[Document section]
Luxury condos replacing low-income housing in Brickell. Related Group teams with Marriott
Miami’s largest condominium developer, the nation’s largest hotel operator and a Florida private equity investment management and development company are teaming to build two 48-story luxury condo towers on Brickell Avenue at the site of a low-income apartment building for senior citizens.
Related Group, the condo builder, hotelier Marriott International and Integra Investments are banking on wealthy consumers from outside Florida and overseas to continue migrating to South Florida and willing to pay $2 million to $40 million to live at the planned St. Regis Residences at 1809 Brickell Ave.
Marriott agreed to a licensing deal with Related, enabling the developer to put the St. Regis brand name on the condos. After the condo towers are built, Marriott will manage the property. Pending necessary development approvals from city officials, construction could start in 2023 and be completed in three years.
Related and investment firm Integra plan to demolish the 17-story apartment building called George Humphrey Towers. The building houses seniors over age 62 and was managed for years by the US. Department of Housing and Urban Development until 2019. Integra acquired the five-acre tract for $14 million in 2014, according to city property records.

[Task goal] Copy the article on the Brickell luxury condo towers word for word, in full. The entries that come next are separate material and have no connection to the article.

[Data excerpts]

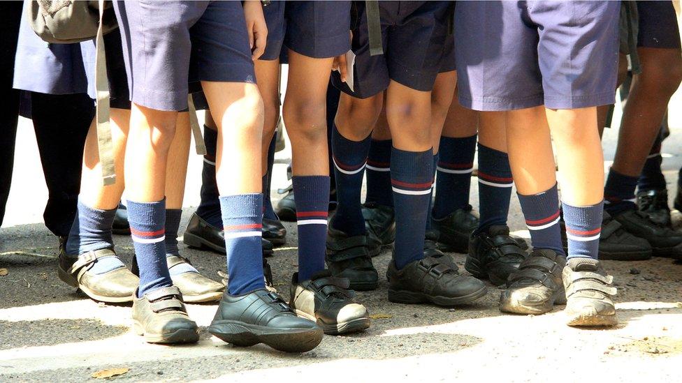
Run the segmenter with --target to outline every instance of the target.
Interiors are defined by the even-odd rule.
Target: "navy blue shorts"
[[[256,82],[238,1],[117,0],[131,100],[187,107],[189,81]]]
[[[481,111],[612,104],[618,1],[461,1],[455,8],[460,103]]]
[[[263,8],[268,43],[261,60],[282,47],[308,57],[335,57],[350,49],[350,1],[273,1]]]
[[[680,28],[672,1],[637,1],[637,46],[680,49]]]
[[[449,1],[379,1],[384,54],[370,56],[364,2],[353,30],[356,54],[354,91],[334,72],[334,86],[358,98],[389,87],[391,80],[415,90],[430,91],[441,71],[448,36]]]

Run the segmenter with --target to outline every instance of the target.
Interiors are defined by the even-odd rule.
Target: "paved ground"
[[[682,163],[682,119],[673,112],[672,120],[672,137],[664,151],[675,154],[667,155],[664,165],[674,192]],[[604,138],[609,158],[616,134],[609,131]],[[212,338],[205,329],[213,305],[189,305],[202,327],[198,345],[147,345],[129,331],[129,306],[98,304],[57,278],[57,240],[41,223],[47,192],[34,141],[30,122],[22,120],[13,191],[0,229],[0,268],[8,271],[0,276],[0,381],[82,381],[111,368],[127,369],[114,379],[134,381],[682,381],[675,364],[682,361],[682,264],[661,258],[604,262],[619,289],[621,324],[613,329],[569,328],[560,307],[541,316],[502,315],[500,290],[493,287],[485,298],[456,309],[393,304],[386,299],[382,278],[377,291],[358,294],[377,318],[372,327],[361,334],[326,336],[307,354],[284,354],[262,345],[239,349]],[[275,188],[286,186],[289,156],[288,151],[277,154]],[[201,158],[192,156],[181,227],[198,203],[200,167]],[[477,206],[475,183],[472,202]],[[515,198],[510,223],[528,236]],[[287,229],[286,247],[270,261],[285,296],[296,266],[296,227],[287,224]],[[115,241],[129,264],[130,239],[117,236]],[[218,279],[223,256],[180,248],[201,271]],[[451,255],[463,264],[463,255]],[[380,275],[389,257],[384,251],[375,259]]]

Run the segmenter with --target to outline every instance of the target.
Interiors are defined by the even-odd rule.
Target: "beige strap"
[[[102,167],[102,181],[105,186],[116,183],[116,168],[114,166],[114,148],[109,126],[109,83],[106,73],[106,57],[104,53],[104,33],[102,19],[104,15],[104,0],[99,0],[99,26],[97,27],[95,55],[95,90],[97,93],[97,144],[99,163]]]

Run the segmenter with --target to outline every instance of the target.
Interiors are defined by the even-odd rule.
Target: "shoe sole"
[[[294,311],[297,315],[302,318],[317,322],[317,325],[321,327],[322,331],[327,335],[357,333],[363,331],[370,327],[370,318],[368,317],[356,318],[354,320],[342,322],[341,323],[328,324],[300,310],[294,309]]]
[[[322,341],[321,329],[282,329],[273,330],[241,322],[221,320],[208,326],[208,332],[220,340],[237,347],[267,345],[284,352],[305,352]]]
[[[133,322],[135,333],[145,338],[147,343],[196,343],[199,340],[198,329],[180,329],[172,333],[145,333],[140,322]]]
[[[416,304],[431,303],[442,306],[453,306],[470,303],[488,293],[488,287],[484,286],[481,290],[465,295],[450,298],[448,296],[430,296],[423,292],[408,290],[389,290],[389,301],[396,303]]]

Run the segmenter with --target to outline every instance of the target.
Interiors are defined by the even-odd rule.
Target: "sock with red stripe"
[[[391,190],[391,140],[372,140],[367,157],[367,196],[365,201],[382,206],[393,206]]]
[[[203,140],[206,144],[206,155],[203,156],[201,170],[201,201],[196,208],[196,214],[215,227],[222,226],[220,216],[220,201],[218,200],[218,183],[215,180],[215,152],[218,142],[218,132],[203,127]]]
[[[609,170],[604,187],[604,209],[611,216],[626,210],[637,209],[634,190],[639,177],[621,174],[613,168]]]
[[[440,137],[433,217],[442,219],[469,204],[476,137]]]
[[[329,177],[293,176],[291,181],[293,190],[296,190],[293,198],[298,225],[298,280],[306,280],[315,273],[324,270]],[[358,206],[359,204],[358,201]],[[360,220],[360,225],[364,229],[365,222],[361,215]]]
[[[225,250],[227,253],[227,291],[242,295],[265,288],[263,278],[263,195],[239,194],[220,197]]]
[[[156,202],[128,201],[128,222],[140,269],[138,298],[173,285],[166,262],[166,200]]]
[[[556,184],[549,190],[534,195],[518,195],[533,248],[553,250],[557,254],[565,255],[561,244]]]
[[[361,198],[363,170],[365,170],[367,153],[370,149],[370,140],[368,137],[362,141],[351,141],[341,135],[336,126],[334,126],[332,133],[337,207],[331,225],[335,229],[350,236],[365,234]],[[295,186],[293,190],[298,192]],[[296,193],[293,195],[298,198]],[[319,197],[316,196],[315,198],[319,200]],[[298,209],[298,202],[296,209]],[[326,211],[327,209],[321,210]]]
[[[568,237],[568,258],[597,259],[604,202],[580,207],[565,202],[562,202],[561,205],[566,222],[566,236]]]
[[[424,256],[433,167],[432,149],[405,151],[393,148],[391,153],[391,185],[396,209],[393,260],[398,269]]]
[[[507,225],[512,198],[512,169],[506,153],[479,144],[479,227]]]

...

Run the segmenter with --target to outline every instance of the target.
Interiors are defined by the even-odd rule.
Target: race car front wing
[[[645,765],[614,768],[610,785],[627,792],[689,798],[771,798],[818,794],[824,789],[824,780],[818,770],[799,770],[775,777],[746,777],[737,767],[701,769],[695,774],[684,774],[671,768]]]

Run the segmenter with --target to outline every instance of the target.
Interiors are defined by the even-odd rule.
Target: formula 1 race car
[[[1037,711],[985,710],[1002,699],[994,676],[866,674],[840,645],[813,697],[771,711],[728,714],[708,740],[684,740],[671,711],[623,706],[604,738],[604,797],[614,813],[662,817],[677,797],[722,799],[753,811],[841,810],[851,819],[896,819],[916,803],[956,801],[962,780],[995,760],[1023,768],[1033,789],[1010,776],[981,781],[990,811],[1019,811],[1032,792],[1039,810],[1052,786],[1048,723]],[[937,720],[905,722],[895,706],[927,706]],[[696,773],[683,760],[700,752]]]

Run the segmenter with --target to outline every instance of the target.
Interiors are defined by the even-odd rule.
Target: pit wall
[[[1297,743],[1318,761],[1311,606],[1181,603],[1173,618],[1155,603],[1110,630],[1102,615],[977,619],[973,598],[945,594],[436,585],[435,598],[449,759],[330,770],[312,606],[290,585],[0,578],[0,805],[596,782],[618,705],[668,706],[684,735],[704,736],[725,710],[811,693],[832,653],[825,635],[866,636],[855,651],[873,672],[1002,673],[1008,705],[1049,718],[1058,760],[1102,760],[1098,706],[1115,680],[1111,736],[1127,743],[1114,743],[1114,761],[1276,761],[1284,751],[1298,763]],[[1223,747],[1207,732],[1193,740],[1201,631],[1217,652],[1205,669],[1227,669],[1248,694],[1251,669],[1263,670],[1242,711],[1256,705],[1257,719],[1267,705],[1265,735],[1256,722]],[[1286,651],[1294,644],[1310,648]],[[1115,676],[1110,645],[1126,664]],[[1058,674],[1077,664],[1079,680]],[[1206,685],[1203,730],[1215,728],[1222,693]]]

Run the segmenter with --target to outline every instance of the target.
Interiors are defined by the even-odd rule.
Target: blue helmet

==

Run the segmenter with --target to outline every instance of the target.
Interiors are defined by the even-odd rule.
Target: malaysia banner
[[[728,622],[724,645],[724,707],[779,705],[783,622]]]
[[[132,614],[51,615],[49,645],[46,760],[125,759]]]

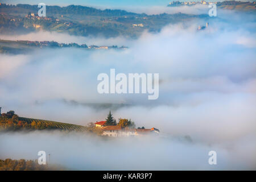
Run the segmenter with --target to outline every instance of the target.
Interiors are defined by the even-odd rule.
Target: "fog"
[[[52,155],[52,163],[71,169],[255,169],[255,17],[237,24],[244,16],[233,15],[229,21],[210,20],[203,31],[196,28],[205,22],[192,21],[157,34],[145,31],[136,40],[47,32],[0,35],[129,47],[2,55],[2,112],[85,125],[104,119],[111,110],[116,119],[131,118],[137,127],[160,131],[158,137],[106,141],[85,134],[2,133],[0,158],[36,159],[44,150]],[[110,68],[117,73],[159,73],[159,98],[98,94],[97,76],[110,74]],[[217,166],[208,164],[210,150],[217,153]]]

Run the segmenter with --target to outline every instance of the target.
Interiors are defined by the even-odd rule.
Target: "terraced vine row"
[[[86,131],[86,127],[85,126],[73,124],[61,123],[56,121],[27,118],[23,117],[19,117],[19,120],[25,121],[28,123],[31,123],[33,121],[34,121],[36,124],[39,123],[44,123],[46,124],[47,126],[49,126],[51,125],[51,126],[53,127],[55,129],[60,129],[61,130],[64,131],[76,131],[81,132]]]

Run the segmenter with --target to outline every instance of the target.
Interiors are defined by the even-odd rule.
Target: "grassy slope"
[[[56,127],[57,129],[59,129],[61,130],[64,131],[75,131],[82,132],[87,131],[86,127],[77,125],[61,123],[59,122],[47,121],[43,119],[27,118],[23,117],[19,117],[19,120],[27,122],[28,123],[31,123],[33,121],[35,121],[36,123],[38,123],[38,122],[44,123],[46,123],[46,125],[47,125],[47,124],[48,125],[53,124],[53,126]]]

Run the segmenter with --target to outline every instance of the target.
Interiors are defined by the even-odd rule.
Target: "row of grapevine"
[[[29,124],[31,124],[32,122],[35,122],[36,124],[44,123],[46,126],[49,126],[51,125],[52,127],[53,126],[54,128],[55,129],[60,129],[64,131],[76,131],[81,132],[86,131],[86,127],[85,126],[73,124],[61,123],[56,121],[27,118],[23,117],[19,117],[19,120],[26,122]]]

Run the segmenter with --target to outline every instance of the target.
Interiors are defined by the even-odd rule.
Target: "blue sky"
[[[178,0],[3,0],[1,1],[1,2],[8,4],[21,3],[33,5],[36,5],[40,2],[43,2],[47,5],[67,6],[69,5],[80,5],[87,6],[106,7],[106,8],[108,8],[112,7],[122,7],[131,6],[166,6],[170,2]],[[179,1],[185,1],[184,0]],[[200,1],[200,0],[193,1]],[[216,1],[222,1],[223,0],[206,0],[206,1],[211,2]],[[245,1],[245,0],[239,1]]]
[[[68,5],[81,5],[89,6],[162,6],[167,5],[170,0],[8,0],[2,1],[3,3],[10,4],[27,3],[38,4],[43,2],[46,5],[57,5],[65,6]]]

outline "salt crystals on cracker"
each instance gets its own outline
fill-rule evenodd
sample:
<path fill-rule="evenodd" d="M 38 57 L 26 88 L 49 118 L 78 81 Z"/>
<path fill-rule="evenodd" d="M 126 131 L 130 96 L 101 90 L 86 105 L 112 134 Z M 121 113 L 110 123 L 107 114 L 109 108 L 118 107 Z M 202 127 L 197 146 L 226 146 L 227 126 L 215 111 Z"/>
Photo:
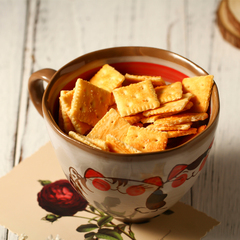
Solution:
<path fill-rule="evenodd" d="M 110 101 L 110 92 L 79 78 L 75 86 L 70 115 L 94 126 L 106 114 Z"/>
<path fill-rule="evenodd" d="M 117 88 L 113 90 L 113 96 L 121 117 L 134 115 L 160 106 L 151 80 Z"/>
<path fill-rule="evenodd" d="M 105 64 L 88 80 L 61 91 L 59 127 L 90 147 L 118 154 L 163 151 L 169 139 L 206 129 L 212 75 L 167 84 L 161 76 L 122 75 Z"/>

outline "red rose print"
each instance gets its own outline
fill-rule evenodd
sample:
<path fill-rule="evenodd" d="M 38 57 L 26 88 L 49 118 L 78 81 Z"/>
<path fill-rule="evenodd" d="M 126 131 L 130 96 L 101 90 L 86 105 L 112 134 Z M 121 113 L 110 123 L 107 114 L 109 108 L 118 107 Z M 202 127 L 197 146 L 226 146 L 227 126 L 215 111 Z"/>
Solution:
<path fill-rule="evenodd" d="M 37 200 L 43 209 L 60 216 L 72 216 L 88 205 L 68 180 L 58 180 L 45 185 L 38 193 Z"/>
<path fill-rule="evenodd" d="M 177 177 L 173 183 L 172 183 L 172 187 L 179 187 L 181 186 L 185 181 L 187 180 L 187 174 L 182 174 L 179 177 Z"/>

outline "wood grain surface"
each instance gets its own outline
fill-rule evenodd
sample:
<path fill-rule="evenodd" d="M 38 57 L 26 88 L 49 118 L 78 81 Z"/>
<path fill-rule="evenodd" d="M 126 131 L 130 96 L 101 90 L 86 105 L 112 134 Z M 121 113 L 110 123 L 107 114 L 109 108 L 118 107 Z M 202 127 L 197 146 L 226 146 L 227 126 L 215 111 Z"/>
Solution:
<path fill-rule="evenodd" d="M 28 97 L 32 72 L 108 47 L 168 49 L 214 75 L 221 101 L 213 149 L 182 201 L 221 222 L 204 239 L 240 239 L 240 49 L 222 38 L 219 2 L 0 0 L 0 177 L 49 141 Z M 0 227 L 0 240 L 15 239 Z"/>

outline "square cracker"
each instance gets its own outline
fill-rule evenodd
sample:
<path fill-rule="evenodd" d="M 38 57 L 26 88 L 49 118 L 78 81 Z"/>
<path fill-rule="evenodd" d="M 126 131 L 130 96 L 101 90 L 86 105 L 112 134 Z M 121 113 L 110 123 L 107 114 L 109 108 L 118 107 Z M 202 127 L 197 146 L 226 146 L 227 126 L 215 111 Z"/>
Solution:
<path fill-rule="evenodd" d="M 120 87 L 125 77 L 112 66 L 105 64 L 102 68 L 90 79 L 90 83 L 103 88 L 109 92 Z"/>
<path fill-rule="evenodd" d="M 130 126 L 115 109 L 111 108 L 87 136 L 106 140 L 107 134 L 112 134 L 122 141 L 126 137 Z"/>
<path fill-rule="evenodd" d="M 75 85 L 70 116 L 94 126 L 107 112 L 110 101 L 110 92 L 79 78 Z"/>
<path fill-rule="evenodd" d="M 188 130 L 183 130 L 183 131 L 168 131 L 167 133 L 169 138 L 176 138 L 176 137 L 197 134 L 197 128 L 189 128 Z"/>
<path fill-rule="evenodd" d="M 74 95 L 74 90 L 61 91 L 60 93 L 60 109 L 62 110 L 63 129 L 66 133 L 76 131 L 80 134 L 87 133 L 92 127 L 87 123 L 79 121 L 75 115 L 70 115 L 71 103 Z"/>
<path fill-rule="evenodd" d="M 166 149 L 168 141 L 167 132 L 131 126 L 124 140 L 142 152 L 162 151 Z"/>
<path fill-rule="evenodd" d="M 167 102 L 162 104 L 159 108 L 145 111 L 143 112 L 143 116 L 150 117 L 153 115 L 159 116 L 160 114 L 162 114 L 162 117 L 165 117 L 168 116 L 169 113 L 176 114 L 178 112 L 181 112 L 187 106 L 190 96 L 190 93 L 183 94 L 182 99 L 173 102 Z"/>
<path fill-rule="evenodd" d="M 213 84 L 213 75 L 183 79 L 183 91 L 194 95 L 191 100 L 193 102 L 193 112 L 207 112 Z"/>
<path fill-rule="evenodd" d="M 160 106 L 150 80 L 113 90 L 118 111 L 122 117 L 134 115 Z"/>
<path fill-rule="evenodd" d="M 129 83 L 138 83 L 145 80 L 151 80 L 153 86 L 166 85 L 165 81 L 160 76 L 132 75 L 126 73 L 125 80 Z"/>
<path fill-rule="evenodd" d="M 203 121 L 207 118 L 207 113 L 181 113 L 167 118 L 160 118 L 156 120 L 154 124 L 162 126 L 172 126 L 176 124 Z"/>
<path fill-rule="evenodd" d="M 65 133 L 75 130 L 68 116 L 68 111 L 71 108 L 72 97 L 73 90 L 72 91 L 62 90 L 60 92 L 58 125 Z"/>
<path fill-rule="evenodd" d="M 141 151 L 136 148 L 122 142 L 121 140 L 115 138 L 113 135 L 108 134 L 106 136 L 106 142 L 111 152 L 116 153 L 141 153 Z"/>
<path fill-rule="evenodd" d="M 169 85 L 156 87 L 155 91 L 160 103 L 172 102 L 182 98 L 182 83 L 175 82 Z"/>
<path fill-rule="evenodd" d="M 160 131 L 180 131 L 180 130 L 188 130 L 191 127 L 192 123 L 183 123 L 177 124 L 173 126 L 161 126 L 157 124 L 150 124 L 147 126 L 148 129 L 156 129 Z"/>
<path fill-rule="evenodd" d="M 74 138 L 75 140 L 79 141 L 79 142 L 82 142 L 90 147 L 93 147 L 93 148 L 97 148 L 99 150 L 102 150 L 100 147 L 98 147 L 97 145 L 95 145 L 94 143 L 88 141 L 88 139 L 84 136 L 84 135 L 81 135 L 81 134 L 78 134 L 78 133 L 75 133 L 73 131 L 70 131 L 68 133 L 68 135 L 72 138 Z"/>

[Result of the exercise]
Luxury condos replacing low-income housing in Brickell. Related Group teams with Marriott
Miami’s largest condominium developer, the nation’s largest hotel operator and a Florida private equity investment management and development company are teaming to build two 48-story luxury condo towers on Brickell Avenue at the site of a low-income apartment building for senior citizens.
Related Group, the condo builder, hotelier Marriott International and Integra Investments are banking on wealthy consumers from outside Florida and overseas to continue migrating to South Florida and willing to pay $2 million to $40 million to live at the planned St. Regis Residences at 1809 Brickell Ave.
Marriott agreed to a licensing deal with Related, enabling the developer to put the St. Regis brand name on the condos. After the condo towers are built, Marriott will manage the property. Pending necessary development approvals from city officials, construction could start in 2023 and be completed in three years.
Related and investment firm Integra plan to demolish the 17-story apartment building called George Humphrey Towers. The building houses seniors over age 62 and was managed for years by the US. Department of Housing and Urban Development until 2019. Integra acquired the five-acre tract for $14 million in 2014, according to city property records.